** Records provided **
= = = = =

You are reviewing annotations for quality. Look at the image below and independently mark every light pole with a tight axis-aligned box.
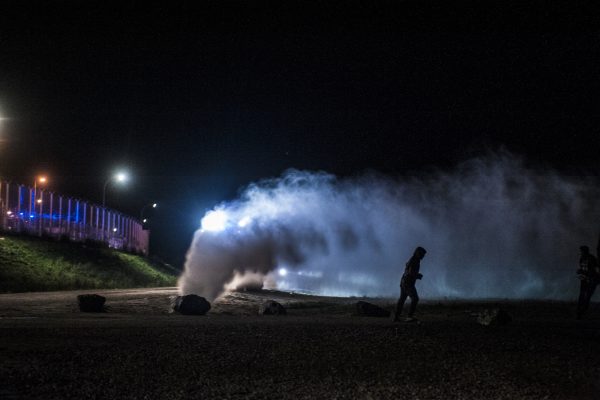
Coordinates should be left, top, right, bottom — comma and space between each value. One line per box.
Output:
102, 172, 128, 208
33, 176, 47, 235
33, 176, 47, 203
101, 172, 128, 243
37, 198, 43, 236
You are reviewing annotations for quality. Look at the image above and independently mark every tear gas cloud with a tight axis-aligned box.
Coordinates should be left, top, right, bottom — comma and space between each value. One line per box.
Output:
179, 153, 600, 301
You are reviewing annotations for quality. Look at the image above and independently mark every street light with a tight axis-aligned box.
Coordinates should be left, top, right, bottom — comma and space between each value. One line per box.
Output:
33, 176, 47, 236
102, 171, 128, 207
33, 176, 47, 207
31, 176, 47, 230
34, 176, 47, 194
140, 202, 157, 230
140, 202, 157, 220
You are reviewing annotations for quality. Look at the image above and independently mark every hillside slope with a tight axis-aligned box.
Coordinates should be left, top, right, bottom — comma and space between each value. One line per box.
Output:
0, 234, 178, 293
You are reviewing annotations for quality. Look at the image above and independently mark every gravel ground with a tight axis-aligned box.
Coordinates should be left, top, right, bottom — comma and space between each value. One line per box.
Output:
1, 288, 599, 399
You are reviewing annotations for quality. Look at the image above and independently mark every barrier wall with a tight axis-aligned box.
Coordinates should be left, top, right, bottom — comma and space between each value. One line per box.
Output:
0, 180, 148, 255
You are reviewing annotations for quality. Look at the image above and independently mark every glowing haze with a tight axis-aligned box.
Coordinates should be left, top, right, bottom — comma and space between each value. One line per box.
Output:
179, 153, 600, 301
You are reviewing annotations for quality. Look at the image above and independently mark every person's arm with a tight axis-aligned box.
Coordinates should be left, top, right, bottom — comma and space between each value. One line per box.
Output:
405, 258, 422, 279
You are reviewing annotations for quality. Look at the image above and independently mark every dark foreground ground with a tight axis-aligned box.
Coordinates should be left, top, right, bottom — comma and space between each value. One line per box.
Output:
1, 288, 599, 399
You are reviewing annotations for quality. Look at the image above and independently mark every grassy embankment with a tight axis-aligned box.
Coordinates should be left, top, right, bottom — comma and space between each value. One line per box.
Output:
0, 234, 178, 293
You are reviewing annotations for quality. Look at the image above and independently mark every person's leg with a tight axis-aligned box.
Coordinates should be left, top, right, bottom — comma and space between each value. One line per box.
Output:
407, 286, 419, 318
395, 288, 408, 321
577, 281, 588, 319
582, 283, 597, 314
577, 281, 594, 319
589, 283, 597, 300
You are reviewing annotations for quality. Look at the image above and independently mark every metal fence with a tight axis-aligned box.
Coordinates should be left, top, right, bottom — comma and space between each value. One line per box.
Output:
0, 180, 148, 255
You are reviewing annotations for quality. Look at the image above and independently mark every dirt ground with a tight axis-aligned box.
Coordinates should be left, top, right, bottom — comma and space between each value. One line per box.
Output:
1, 288, 599, 399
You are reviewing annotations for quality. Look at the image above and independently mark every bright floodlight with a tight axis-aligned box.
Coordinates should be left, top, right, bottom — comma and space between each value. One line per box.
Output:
115, 172, 128, 183
152, 203, 157, 208
279, 268, 288, 277
201, 210, 228, 232
238, 216, 252, 228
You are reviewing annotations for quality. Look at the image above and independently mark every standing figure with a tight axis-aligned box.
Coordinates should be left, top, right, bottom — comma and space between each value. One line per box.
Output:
576, 245, 599, 319
394, 246, 426, 322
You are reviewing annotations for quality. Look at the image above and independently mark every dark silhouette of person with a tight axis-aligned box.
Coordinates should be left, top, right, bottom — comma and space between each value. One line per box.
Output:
394, 246, 426, 322
576, 245, 599, 319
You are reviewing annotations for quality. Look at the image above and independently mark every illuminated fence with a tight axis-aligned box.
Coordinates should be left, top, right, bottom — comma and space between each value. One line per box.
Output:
0, 180, 148, 255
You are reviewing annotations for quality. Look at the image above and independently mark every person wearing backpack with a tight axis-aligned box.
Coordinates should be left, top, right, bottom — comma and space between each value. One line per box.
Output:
394, 246, 426, 322
576, 245, 599, 319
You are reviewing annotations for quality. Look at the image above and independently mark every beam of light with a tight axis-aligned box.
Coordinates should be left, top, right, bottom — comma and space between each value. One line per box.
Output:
201, 209, 228, 232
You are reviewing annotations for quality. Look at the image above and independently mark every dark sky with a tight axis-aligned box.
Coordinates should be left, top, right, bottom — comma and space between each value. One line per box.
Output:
1, 1, 599, 266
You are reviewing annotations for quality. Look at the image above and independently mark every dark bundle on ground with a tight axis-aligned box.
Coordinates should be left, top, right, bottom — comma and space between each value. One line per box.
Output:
355, 300, 391, 317
77, 294, 106, 312
173, 294, 211, 315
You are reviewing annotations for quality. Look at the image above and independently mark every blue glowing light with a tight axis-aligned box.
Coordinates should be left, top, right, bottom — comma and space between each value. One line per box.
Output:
238, 216, 252, 228
201, 210, 228, 232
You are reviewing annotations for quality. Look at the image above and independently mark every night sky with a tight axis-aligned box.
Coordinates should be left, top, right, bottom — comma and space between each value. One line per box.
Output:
1, 1, 599, 266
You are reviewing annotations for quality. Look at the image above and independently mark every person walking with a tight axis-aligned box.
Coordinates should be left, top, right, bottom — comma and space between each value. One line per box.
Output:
394, 246, 426, 322
576, 245, 599, 319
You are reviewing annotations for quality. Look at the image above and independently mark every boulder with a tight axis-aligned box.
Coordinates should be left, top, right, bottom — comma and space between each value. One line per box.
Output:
173, 294, 211, 315
477, 308, 512, 326
77, 294, 106, 313
355, 301, 391, 318
260, 300, 287, 315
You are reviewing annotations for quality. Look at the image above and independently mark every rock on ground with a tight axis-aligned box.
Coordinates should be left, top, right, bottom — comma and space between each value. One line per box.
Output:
260, 300, 287, 315
173, 294, 211, 315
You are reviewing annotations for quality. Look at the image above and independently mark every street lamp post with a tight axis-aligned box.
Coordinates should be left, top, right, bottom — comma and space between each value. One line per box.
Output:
102, 172, 128, 208
34, 176, 47, 194
101, 171, 128, 242
34, 176, 47, 236
34, 176, 47, 216
37, 198, 43, 236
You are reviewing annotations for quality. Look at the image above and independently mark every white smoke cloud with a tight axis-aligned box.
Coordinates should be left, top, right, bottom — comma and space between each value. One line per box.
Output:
179, 152, 600, 301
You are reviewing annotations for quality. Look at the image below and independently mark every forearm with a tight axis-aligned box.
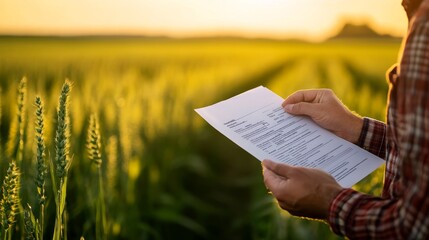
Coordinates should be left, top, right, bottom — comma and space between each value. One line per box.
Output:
328, 189, 404, 239
328, 162, 429, 239
357, 117, 386, 159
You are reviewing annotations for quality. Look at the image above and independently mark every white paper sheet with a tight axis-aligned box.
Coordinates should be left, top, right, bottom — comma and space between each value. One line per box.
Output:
195, 86, 384, 187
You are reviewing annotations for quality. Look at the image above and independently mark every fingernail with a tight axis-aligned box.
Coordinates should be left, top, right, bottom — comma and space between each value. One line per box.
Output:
284, 104, 294, 112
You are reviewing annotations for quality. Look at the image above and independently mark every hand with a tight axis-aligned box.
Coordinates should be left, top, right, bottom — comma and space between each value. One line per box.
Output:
262, 159, 342, 220
282, 89, 363, 144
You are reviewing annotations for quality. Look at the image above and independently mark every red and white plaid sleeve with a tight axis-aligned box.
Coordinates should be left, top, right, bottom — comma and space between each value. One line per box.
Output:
328, 1, 429, 239
357, 117, 386, 159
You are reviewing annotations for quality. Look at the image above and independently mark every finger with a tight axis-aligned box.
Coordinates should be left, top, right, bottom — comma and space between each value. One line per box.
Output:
283, 102, 322, 117
262, 159, 292, 178
263, 166, 287, 195
282, 89, 320, 107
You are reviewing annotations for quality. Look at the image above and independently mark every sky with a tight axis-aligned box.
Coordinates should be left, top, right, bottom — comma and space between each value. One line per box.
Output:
0, 0, 408, 41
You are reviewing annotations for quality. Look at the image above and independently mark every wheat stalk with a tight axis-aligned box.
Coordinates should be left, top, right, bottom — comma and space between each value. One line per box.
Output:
87, 114, 102, 167
55, 80, 71, 181
24, 205, 36, 240
34, 96, 46, 240
52, 80, 73, 240
106, 136, 118, 195
35, 96, 47, 203
7, 77, 27, 164
86, 113, 107, 239
0, 161, 21, 240
16, 77, 26, 164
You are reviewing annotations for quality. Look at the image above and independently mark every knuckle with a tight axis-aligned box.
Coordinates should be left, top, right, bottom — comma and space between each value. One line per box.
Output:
319, 88, 332, 97
272, 162, 282, 172
292, 103, 300, 112
325, 89, 334, 97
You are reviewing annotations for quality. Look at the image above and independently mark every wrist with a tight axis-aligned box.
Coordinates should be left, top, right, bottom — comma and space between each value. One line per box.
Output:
346, 114, 363, 144
322, 184, 343, 219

= = = = =

** Exercise details **
Please extract exactly the lines of the data, from the first through the line containing "street light with a tight axis-aligned box.", and add no pictures to the copy.

** Exercise solution **
You are reviewing annotations for quality. Look at the image below and independently mark every light pole with a tight axis-aligned box.
Coordinates should be left, top, right, bottom — comma and space between each value. One line per box.
Output:
102, 172, 128, 208
33, 176, 47, 235
33, 176, 47, 203
101, 172, 128, 243
37, 198, 43, 236
You are reviewing annotations for quality. Look at the image above and independently mark every tear gas cloud with a tight axis-aligned box.
Coordinates should be left, top, right, bottom — comma and space between each value. One line per box.
Output:
179, 153, 600, 301
You are reviewing annotations for quality. Look at the image above and independently mark every street light with a tight axis-aligned box.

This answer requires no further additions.